TEXT EXTRACT —
****
123456789101112131415161718192021222324252627282930313233343536373839404142434445464748495051525354555657585960616263646566676869707172737475767778798081828384858687888990919293949596979899100101102103104105106107108109110111112113114115116117118119120 |
- ===========
- iOS Support
- ===========
- To run qemu on the iOS platform, some modifications were required. Most of the
- modifications are conditioned on the ``CONFIG_IOS`` and ``CONFIG_NO_RWX``
- configuration variables.
- Build support
- -------------
- For the code to compile, certain changes in the block driver and the slirp
- driver had to be made. There is no ``system()`` call, so code requiring it had
- to be disabled.
- ``ucontext`` support is broken on iOS. The implementation from ``libucontext``
- is used instead.
- Because ``fork()`` is not allowed on iOS apps, the option to build qemu and the
- utilities as shared libraries is added. Note that because qemu does not perform
- resource cleanup in most cases (open files, allocated memory, etc), it is
- advisable that the user implements a proxy layer for syscalls so resources can
- be kept track by the app that uses qemu as a shared library.
- Executable memory locking
- -------------------------
- The iOS kernel does not permit ``mmap()`` pages with
- ``PROT_READ | PROT_WRITE | PROT_EXEC``. However, it does allow allocating pages
- with only ``PROT_READ | PROT_WRITE`` and then later calling ``mprotect()`` with
- ``PROT_READ | PROT_EXEC``. A page can never be both writable and executable.
- In this document, we will refer to a page that is read-writable as "unlocked"
- and a page that is read-executable as "locked." Because ``mprotect()`` is an
- expensive call, we try to defer calling it until we need to and also try to
- avoid calling it unless it is absolutely needed.
- One approach would be to unlock the entire TCG region when a TB translation is
- being done and then lock the entire region when a TB is about to be executed.
- This would require thousands of pages to be locked and unlocked all the time.
- Additionally, it means that different vCPU threads cannot share the same TLB
- cache.
- TB allocation changes
- ---------------------
- To improve the performance, we first notice that ``tcg_tb_alloc()`` returns a
- chunk of memory that must be unlocked. A recent change in qemu places the TB
- structure close to the code buffer in order to improve both cache locality and
- reduce code size and memory usage. Unfortunately, we have to regress this
- improvement as any benefit from it is negated with the need to unlock the memory
- whenever we need to mutate the TB structure.
- We go back to the old method of statically allocating a large buffer for all
- TBs in a region. However a few improvements are made. First, we try to respect
- the locality by making this buffer close to the code. Second, whenever we flush
- the TB cache, we will use the average size of code blocks to divide up the TCG
- region into space for TB structures and space for code blocks.
- Locked memory water level
- -------------------------
- By moving the TB allocation, we made it such that the memory only needs to be
- unlocked in the context of ``tb_gen_code()``. Because the code buffer pointer
- only grows downwards (we do not ever "free" code blocks and have holes), we
- only ever need to unlock at most one page.
****
EXCERPTED DATA —
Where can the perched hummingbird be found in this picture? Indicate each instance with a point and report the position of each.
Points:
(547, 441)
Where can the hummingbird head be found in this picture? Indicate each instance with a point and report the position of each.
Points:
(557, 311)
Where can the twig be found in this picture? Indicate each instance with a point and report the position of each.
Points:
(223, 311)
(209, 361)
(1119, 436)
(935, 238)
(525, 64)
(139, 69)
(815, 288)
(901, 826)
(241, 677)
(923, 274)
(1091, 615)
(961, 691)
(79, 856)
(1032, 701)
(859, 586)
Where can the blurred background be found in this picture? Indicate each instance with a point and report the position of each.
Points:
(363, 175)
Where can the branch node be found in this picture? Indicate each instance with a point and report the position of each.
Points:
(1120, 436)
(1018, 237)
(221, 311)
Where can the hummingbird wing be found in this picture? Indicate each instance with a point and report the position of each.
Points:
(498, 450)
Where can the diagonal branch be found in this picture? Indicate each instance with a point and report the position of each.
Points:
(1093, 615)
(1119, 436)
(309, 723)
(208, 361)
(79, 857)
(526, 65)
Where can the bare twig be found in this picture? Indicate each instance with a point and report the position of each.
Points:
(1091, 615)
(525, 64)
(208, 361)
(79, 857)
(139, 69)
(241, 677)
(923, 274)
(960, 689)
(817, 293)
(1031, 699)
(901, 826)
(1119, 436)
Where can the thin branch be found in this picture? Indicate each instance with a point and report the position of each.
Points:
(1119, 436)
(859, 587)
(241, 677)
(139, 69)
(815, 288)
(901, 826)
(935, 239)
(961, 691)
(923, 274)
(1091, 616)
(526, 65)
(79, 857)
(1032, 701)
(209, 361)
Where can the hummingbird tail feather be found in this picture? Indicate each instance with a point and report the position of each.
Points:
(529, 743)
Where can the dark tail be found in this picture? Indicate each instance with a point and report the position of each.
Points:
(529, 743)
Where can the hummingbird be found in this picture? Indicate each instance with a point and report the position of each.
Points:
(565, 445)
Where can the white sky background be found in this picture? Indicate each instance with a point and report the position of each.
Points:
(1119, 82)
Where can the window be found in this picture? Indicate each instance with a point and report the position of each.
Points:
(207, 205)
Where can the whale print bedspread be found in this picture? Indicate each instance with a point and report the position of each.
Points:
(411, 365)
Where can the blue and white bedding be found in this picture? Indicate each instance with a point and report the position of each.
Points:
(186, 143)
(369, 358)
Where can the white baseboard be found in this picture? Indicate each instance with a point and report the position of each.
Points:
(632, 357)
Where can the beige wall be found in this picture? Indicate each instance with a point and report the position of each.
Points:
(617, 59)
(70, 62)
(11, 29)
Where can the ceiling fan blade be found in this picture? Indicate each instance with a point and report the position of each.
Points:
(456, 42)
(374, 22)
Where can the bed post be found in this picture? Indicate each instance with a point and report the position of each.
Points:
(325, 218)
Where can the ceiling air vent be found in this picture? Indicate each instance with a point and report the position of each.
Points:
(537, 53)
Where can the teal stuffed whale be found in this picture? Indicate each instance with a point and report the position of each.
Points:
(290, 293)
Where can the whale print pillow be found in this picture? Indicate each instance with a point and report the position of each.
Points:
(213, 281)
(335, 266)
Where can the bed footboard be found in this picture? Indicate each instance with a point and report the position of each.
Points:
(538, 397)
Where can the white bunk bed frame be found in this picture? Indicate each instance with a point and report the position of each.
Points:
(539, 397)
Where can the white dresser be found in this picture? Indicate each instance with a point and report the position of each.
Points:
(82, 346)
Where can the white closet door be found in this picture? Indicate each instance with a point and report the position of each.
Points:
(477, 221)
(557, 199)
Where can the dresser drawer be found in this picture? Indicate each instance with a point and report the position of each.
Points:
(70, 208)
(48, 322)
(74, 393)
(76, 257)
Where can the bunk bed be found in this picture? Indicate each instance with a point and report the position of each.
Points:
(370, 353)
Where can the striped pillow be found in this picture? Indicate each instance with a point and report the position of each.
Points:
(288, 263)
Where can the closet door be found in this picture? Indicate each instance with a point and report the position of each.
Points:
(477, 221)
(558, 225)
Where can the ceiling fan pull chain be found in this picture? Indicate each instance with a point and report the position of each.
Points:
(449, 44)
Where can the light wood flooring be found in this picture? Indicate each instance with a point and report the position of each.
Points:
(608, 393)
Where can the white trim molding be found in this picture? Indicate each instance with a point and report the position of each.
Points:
****
TASKS FOR THIS EXERCISE —
A – List every function name in the qemu iOS support notes that is written with parentheses.
B – Carry the qemu iOS support notes forward from their final sentence.

ANSWERS BELOW —
A – system(), fork(), mmap(), mprotect(), tcg_tb_alloc(), tb_gen_code()

B –
- We can think of the entire TCG region divided into two sections: the locked
- section and the unlocked section. At the start, the entire region is unlocked.
- As more and more code blocks are generated, the allocation pointer moves
- upwards. We can then lock the memory of any memory below the allocation pointer
- as the code generated is immutable. Therefore we can keep a second pointer to
- the highest page boundary the allocation pointer passes and keep all the memory
- below that pointer (all the way to the start of the region) locked and all the
- memory above it unlocked. This pointer is our locked water level.
- That way, assuming all pages are unlocked at the start, we will progressively
- lock more pages as more code is generated. The only page we ever need to unlock
- would be the page pointed to by our locked water level pointer.
- In ``tb_gen_code()`` we will call ``mprotect()`` on at most one page in order to
- unlock the top of the water level (if it is currently locked). In
- ``cpu_tb_exec()`` we will call ``mprotect()`` on all pages below the water
- level that are currently unlocked. This will, in most cases, be one or zero
- pages with the exception being if multiple pages of code were generated without
- being executed.
- Multiple threads
- ----------------
- Additional consideration is needed to handle multiple threads. We do not permit
- one vCPU from executing code on another vCPU if the end of the code is located
- at it's TCG region's locked water level. The reason is that without having
- synchronization between threads, we cannot guarantee if the page at the water
- level is locked or unlocked.
- There are multiple places this may happen: when a TB is being looked up in the
- main loop, when a TB is being looked up as part of ``goto_tb``, and the TB chain
- caches (where after lookup, we encode a jump so a future call to the first TB
- will immediately jump into the second TB without lookup).
- Since adding synchronization is expensive (holding on thread idle while another
- one is generating code defeats the purpose of parallel TCG contexts), we
- implement a lock-less solution. In each TB, we store a pointer to the water
- level pointer. Whenever a TB is looked up, we check that either 1) the TB
- belongs to the current thread and therefore we can ensure the memory is locked
- during execution or 2) the water level of the TCG context that the TB belongs to
- is beyond the end of the TB's code block. This does mean that there might be
- redundant code generation done by multiple TCG contexts if multiple vCPUs all
- decide to execute the same block of code at the same time. This should not
- happen too often.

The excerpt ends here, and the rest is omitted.